[WRITTEN EXERCISE A]
Rewrite the forum thread about a basement pellet stove, starting with "# Pellet stove" and going on through "make it work.", and change "stairwell" to "staircase" everywhere in that stretch.

[TEXT PROVIDED]

# Pellet stove in basement. Questions.



## MIoutdoorsjunkie (Oct 11, 2006)

Just had an Enerzone Euromax pellet heater installed in my basement. House is 2000 sqft and basement is a unfinished walkout. Also 2000 sqft. 

Long story short, I have the stove installed directly across from the stairwell which leads to the open floor plan living area upstairs. Just fired it up yesterday evening and, as suspected with an unfinished basement, I am having issues moving heat upstairs. 

Looking to hear from those of you that are "basement dwellers" and have pellet or wood burner in the basement. Need ideas on how to get heat moving upstairs. 

Luckily, the Enerzone stove I have is a ductable unit. Meaning you can buy a plenum kit and to make two runs to forced air registers in the upper level. I wanted to try it without the duct work this winter and see if I can make it work. 

Creative ways to move heat from a basement????


----------



## swampbuck (Dec 23, 2004)

A couple registers through the upstairs floor away from the stairwell to serve as cold air returns, should do it.

Your trying to push air up the stairwell, but the airflow going up is blocking air from coming back down to be heated.

You only have x amount of air volume in the house. You are missing the second half of air circulation. If you have exposed cold air returns from your furnace you may be able to use a duct booster fan to pull air down through those returns.


----------



## swampbuck (Dec 23, 2004)

If you run heat ducts from the pellet stove, the stairwell becomes the cold air returns. That's probably the most efficient way to do it.


----------



## MIoutdoorsjunkie (Oct 11, 2006)

swampbuck said:


> If you run heat ducts from the pellet stove, the stairwell becomes the cold air returns.


Thanks.....I appreciate the advice..... short of cutting holes in the floor, any other ideas? Not sure that I want to cut holes. 

I haven't tried it yet, but was thinking of running the furnace fan set to "on" instead of "auto". I am wondering if that will circulate the air or If the vents will just blow cool air.


----------



## swampbuck (Dec 23, 2004)

[WRITTEN EXERCISE B]
State only how many lines of the listing below contain the string "cheese", counting matches in that exact case only.

[RECORDS SHOWN]
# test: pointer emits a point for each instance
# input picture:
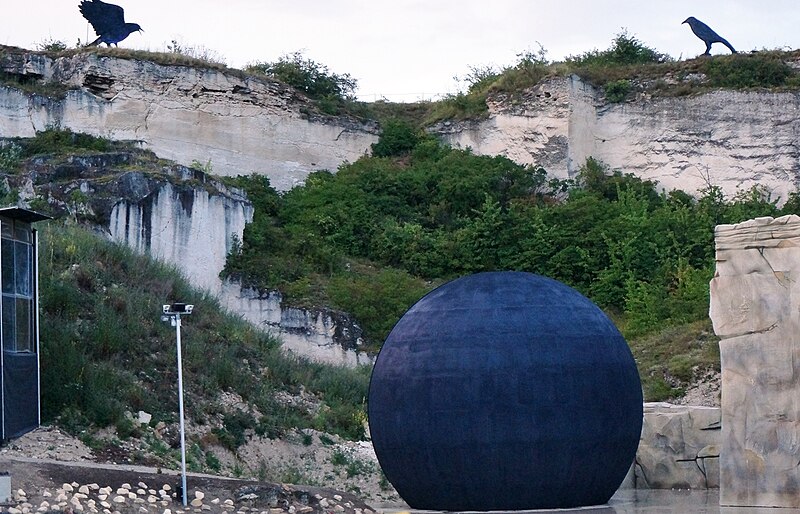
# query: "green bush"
(624, 50)
(310, 77)
(764, 69)
(10, 156)
(397, 138)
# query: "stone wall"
(755, 301)
(678, 449)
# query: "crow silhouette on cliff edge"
(705, 33)
(108, 21)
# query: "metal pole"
(177, 319)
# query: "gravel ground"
(52, 471)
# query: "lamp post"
(173, 313)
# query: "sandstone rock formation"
(679, 448)
(754, 308)
(238, 123)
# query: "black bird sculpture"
(705, 33)
(108, 21)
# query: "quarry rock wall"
(731, 139)
(237, 123)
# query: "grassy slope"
(105, 351)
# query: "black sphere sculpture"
(505, 391)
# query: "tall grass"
(105, 351)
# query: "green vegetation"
(330, 91)
(625, 50)
(742, 71)
(377, 235)
(627, 66)
(105, 351)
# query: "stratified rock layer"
(237, 124)
(679, 448)
(755, 299)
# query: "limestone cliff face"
(730, 139)
(754, 307)
(241, 124)
(188, 219)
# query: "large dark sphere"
(505, 391)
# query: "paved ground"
(631, 501)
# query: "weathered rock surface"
(319, 334)
(731, 139)
(239, 123)
(186, 218)
(679, 448)
(754, 305)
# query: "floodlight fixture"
(172, 313)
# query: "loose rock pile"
(164, 499)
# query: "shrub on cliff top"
(625, 50)
(764, 69)
(310, 77)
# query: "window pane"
(7, 228)
(9, 343)
(22, 231)
(22, 260)
(7, 256)
(23, 322)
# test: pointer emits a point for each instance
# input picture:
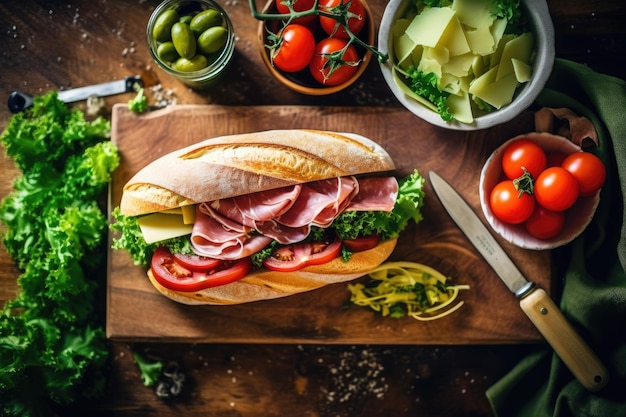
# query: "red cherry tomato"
(362, 243)
(523, 153)
(588, 170)
(298, 6)
(509, 205)
(322, 69)
(556, 189)
(297, 256)
(544, 223)
(356, 19)
(174, 276)
(296, 49)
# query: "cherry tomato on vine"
(588, 170)
(509, 204)
(355, 23)
(298, 6)
(556, 189)
(296, 49)
(322, 69)
(544, 223)
(523, 153)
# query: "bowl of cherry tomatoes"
(540, 191)
(313, 54)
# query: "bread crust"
(266, 285)
(229, 166)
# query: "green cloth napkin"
(594, 283)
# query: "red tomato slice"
(172, 275)
(362, 243)
(195, 262)
(294, 257)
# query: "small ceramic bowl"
(302, 81)
(541, 27)
(577, 217)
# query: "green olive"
(163, 25)
(212, 39)
(204, 20)
(184, 40)
(167, 52)
(188, 65)
(186, 18)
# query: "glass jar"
(217, 62)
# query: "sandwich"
(262, 215)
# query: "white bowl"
(577, 217)
(543, 31)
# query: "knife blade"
(20, 101)
(534, 301)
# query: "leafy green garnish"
(425, 85)
(150, 370)
(352, 224)
(52, 345)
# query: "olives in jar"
(188, 38)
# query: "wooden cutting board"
(490, 314)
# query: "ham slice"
(240, 226)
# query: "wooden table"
(51, 45)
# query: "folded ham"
(237, 227)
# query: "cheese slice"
(428, 27)
(161, 226)
(189, 214)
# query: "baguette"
(231, 166)
(228, 166)
(268, 285)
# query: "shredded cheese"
(407, 288)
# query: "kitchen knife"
(535, 302)
(19, 101)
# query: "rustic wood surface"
(48, 45)
(489, 315)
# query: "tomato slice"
(174, 276)
(196, 262)
(362, 243)
(297, 256)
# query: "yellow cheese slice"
(460, 106)
(189, 214)
(522, 70)
(453, 38)
(472, 13)
(519, 48)
(161, 226)
(428, 27)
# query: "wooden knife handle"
(565, 341)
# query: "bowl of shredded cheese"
(467, 64)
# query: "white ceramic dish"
(577, 217)
(541, 26)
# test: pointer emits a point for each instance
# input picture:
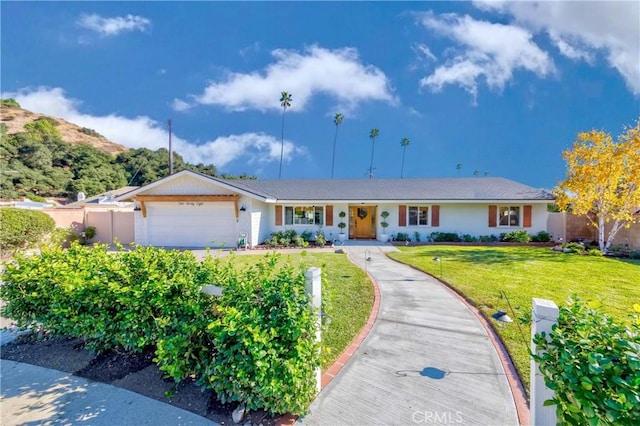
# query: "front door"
(363, 219)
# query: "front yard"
(347, 296)
(522, 273)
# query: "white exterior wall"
(140, 228)
(330, 232)
(472, 219)
(260, 230)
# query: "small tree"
(285, 102)
(603, 181)
(404, 143)
(337, 120)
(373, 135)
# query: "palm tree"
(404, 143)
(337, 120)
(373, 135)
(285, 102)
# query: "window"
(303, 215)
(509, 216)
(418, 215)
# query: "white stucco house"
(188, 209)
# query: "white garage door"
(191, 224)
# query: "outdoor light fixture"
(501, 316)
(438, 260)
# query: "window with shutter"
(402, 215)
(493, 216)
(328, 221)
(526, 219)
(435, 215)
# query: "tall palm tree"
(337, 120)
(285, 102)
(373, 135)
(404, 143)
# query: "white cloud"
(336, 73)
(180, 105)
(489, 50)
(113, 26)
(144, 132)
(606, 27)
(422, 50)
(571, 49)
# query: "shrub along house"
(188, 209)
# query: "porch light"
(438, 260)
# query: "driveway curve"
(426, 360)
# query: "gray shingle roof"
(432, 189)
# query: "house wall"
(260, 229)
(112, 225)
(330, 232)
(140, 228)
(67, 218)
(466, 218)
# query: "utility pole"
(170, 150)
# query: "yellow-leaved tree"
(603, 181)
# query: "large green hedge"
(20, 228)
(592, 363)
(254, 345)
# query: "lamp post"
(438, 260)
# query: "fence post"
(314, 288)
(545, 316)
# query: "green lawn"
(347, 296)
(479, 273)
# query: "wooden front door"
(363, 218)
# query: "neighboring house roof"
(419, 189)
(106, 198)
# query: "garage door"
(191, 224)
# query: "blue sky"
(501, 88)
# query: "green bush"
(22, 228)
(541, 237)
(321, 240)
(124, 301)
(254, 345)
(265, 339)
(445, 237)
(517, 236)
(592, 363)
(577, 248)
(595, 252)
(402, 237)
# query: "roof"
(431, 189)
(108, 197)
(371, 190)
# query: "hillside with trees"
(42, 156)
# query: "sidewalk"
(33, 395)
(426, 360)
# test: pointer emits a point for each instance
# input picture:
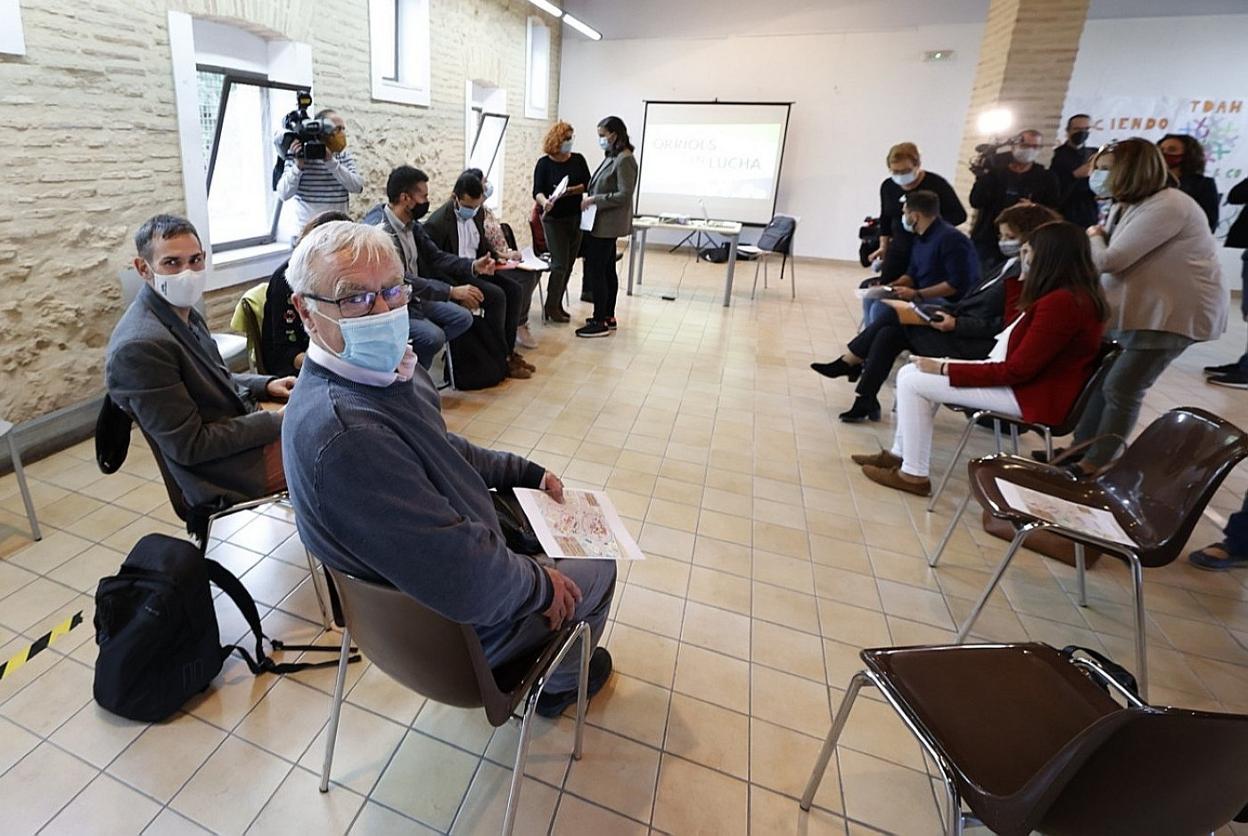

[FULL SOLUTION A]
# Pellet stove in basement. Questions.



## MIoutdoorsjunkie (Oct 11, 2006)

Just had an Enerzone Euromax pellet heater installed in my basement. House is 2000 sqft and basement is a unfinished walkout. Also 2000 sqft. 

Long story short, I have the stove installed directly across from the staircase which leads to the open floor plan living area upstairs. Just fired it up yesterday evening and, as suspected with an unfinished basement, I am having issues moving heat upstairs. 

Looking to hear from those of you that are "basement dwellers" and have pellet or wood burner in the basement. Need ideas on how to get heat moving upstairs. 

Luckily, the Enerzone stove I have is a ductable unit. Meaning you can buy a plenum kit and to make two runs to forced air registers in the upper level. I wanted to try it without the duct work this winter and see if I can make it work.

[FULL SOLUTION B]
4